== EXCERPT PROVIDED ==
____

“I Love You, But I’m Not In Love With You”- What Those Words Really Mean After Infidelity
Those words cut deeper than almost any others in a marriage: “I love you, but I’m not in love with you anymore.”
If you’ve heard this from your spouse after discovering their infidelity, you know the crushing weight these words carry. They seem to simultaneously offer a crumb of hope while snatching away the entire loaf. Today, I want to explore what’s really happening when a straying spouse utters this confusing declaration.
The Profound Misunderstanding of Love
When someone says “I love you but I’m not in love with you,” they’re revealing a fundamental misunderstanding about what love truly is. They’ve confused love — a choice, a commitment, an action — with feeling — a temporary emotional state that naturally fluctuates.
Real love isn’t butterflies or excitement. While those are wonderful and intoxicating, they’re simply feelings that come and go throughout even the healthiest relationships. Authentic love runs much deeper.
Unconditional love is a choice made daily. It’s showing up when it’s difficult. It’s seeing your partner’s flaws and loving them anyway. It’s choosing connection over self-protection. It’s being willing to grow together through life’s challenges rather than seeking escape when feelings change.

____

== ACTIVITY 1 ==
List everything the last paragraph of the article on infidelity says unconditional love is.
== ACTIVITY 2 ==
Rewrite the passage of the article on infidelity starting with "If you’ve heard" and going on through "runs much deeper.", substituting "partner" for "spouse" wherever it appears.

== SUPPLIED RECORDS ==
____

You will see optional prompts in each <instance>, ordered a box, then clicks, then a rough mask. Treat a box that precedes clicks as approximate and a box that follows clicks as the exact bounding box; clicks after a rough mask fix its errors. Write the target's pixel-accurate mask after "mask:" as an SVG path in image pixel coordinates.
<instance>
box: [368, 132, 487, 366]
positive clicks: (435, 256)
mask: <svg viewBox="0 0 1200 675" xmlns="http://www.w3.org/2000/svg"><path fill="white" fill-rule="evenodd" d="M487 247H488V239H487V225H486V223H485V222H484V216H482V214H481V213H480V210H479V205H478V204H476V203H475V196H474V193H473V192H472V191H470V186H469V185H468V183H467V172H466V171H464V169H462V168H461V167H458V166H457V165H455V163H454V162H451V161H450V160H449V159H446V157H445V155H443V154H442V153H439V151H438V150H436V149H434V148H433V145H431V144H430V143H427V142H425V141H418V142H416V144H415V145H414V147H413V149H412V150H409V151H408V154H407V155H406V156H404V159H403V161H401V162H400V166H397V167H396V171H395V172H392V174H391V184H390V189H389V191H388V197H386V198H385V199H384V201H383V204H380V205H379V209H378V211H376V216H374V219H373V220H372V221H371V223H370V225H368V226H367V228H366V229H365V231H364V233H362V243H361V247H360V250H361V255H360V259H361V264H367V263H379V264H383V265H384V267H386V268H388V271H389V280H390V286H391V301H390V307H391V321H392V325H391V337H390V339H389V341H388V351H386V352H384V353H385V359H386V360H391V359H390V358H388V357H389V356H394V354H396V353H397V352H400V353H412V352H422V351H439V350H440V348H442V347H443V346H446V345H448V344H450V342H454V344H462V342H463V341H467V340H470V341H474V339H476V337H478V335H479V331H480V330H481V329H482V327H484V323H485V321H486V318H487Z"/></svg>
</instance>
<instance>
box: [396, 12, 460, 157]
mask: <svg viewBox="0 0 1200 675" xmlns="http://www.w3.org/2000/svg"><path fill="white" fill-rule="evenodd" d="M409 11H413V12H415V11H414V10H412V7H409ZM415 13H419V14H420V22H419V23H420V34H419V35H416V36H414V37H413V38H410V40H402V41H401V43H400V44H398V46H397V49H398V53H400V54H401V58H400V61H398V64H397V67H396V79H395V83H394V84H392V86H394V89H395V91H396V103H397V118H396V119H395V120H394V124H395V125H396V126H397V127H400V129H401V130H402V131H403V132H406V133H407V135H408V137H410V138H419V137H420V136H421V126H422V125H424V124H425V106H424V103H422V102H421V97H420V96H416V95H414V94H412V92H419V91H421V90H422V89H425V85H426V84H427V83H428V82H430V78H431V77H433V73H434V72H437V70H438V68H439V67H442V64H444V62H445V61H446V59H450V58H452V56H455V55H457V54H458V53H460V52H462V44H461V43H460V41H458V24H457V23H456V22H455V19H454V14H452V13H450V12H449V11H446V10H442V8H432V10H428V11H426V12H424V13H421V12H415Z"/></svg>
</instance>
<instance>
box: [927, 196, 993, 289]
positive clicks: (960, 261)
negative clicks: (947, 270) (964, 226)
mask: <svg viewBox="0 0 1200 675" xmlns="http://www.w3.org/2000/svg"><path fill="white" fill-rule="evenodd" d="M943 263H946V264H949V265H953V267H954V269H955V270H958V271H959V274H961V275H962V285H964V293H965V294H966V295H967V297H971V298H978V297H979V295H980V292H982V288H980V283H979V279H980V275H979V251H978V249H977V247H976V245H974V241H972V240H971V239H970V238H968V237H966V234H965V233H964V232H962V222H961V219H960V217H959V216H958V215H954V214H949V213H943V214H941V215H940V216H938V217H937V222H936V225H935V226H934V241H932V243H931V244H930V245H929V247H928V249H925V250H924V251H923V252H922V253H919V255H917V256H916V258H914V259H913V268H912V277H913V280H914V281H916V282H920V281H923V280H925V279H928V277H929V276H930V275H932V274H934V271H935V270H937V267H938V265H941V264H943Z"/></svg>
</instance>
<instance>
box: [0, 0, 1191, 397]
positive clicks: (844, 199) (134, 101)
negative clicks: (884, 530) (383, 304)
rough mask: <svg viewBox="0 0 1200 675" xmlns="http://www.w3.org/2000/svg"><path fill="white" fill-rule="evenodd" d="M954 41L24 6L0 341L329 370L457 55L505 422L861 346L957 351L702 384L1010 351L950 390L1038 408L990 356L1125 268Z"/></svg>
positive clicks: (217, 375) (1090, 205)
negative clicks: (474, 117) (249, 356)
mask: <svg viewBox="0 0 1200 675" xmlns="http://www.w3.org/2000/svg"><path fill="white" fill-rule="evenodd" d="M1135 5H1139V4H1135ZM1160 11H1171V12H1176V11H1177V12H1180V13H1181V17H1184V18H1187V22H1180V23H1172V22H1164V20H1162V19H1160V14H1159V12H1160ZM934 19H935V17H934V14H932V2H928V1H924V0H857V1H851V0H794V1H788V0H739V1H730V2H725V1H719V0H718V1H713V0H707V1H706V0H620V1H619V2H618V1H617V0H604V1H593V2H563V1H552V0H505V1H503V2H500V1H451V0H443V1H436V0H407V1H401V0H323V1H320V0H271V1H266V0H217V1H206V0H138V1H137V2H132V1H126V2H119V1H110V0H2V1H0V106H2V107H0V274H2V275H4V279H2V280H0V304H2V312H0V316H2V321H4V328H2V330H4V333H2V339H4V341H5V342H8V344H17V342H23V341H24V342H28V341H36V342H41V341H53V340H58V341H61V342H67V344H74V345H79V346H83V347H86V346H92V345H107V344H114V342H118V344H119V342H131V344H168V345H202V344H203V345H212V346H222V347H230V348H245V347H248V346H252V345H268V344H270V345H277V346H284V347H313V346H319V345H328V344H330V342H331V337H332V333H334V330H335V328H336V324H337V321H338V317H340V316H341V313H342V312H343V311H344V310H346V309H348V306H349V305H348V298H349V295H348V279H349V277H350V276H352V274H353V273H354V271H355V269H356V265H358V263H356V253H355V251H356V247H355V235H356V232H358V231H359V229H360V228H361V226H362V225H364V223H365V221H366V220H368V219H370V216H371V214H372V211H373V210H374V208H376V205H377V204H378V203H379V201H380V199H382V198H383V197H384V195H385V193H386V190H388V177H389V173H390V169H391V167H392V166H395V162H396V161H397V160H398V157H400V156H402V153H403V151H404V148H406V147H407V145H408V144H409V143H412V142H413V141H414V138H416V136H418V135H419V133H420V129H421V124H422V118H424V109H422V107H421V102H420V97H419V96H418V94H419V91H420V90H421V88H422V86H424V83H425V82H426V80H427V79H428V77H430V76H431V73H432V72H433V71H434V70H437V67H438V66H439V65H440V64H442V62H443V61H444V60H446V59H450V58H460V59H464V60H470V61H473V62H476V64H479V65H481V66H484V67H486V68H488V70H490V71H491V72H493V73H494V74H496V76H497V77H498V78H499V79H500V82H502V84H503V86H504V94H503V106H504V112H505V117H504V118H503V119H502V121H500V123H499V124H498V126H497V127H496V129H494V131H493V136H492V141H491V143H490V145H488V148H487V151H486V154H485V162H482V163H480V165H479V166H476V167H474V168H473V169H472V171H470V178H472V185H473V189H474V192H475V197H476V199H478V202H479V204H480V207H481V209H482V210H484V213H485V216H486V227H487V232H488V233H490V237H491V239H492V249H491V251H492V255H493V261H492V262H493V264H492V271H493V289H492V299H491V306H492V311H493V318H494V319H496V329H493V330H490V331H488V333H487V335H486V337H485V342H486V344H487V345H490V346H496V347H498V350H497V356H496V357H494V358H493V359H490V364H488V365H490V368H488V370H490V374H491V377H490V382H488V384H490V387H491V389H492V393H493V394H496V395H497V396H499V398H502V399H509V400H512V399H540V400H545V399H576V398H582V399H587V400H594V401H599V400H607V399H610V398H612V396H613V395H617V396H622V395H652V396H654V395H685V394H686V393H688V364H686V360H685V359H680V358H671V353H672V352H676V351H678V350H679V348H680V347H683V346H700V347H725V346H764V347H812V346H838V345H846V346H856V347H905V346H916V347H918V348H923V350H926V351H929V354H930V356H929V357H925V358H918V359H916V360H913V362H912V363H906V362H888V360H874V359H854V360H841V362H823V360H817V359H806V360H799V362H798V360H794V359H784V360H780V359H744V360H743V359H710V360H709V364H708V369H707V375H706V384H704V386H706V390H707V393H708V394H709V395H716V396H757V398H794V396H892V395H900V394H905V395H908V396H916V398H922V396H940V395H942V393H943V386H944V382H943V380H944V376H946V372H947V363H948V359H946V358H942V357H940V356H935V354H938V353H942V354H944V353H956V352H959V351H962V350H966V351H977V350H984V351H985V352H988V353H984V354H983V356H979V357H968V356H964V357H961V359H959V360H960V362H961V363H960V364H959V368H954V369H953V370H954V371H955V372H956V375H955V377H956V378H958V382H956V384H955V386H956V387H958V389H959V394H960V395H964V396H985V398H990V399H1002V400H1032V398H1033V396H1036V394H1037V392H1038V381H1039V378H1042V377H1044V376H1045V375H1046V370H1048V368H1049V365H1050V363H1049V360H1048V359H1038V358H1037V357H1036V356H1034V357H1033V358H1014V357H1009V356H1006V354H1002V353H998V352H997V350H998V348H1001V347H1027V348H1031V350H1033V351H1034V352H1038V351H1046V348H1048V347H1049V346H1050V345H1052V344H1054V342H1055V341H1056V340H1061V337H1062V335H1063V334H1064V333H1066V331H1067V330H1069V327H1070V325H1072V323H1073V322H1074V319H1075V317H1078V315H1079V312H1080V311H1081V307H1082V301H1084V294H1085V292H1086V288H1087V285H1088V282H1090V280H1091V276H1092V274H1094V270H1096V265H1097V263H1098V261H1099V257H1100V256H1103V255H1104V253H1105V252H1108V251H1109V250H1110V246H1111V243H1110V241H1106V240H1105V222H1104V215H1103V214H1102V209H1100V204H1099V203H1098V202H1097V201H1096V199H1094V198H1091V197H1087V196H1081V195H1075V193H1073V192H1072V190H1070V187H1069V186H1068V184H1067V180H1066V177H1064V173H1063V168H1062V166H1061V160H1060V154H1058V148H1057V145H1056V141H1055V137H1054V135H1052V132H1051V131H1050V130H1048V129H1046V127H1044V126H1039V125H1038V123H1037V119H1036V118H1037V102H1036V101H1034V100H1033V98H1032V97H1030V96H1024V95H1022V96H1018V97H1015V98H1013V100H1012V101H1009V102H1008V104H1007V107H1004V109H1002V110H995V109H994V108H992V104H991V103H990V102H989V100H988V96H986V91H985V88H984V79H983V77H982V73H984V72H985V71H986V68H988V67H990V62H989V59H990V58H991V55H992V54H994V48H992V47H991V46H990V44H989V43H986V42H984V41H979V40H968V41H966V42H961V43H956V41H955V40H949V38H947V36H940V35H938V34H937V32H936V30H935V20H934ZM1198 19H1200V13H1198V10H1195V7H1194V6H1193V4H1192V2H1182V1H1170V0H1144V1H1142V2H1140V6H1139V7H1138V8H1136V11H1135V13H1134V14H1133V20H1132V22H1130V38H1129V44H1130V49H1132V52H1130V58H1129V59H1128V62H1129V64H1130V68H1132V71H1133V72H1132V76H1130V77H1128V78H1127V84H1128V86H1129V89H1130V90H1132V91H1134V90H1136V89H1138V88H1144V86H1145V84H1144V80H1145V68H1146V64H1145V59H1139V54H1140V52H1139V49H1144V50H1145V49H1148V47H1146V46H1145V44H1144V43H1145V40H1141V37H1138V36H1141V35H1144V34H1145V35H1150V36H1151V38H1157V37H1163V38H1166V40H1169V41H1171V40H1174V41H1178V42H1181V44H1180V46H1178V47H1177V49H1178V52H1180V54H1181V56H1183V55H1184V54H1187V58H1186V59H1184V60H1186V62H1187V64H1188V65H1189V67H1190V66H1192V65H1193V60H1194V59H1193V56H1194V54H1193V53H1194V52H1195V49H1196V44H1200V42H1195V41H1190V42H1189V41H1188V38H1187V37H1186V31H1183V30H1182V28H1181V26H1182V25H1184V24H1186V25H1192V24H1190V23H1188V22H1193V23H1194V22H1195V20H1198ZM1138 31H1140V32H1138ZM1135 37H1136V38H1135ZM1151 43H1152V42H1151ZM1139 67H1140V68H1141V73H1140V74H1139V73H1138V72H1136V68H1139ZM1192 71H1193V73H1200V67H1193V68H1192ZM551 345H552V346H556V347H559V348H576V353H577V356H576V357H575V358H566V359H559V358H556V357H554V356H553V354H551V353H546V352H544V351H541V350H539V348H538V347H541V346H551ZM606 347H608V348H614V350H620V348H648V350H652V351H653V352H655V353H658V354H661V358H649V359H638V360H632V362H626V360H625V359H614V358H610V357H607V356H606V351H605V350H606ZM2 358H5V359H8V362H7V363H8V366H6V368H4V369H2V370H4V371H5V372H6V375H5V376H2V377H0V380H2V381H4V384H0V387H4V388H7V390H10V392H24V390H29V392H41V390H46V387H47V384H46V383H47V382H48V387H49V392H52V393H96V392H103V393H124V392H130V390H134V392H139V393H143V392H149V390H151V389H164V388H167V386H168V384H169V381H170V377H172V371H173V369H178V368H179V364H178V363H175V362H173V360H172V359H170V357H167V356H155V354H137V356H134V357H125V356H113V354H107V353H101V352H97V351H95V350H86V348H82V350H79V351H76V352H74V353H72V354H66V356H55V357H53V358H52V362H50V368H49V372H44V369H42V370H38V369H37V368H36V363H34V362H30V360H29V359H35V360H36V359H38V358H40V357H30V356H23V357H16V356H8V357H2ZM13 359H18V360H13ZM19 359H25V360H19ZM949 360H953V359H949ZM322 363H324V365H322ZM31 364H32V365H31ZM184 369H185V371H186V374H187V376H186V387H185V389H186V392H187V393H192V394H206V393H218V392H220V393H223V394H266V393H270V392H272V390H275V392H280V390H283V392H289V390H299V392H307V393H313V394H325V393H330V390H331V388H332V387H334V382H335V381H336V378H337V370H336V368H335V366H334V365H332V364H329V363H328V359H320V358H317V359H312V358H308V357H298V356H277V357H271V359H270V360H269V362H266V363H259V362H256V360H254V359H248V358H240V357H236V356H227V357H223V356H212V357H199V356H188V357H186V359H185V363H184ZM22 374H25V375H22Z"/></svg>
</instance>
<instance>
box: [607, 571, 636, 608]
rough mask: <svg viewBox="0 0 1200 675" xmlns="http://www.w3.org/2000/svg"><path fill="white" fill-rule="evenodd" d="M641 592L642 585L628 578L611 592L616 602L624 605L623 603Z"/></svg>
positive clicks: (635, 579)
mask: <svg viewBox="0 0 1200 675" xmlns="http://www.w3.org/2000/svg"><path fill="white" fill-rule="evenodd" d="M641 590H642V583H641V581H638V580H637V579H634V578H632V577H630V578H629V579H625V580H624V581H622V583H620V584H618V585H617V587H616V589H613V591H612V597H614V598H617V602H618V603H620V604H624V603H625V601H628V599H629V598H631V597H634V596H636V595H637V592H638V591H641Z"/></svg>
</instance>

____

== EXERCISE OUTPUT 1 ==
- A choice made daily
- Showing up when it’s difficult
- Seeing your partner’s flaws and loving them anyway
- Choosing connection over self-protection
- Being willing to grow together through life’s challenges rather than seeking escape when feelings change

== EXERCISE OUTPUT 2 ==
If you’ve heard this from your partner after discovering their infidelity, you know the crushing weight these words carry. They seem to simultaneously offer a crumb of hope while snatching away the entire loaf. Today, I want to explore what’s really happening when a straying partner utters this confusing declaration.
The Profound Misunderstanding of Love
When someone says “I love you but I’m not in love with you,” they’re revealing a fundamental misunderstanding about what love truly is. They’ve confused love — a choice, a commitment, an action — with feeling — a temporary emotional state that naturally fluctuates.
Real love isn’t butterflies or excitement. While those are wonderful and intoxicating, they’re simply feelings that come and go throughout even the healthiest relationships. Authentic love runs much deeper.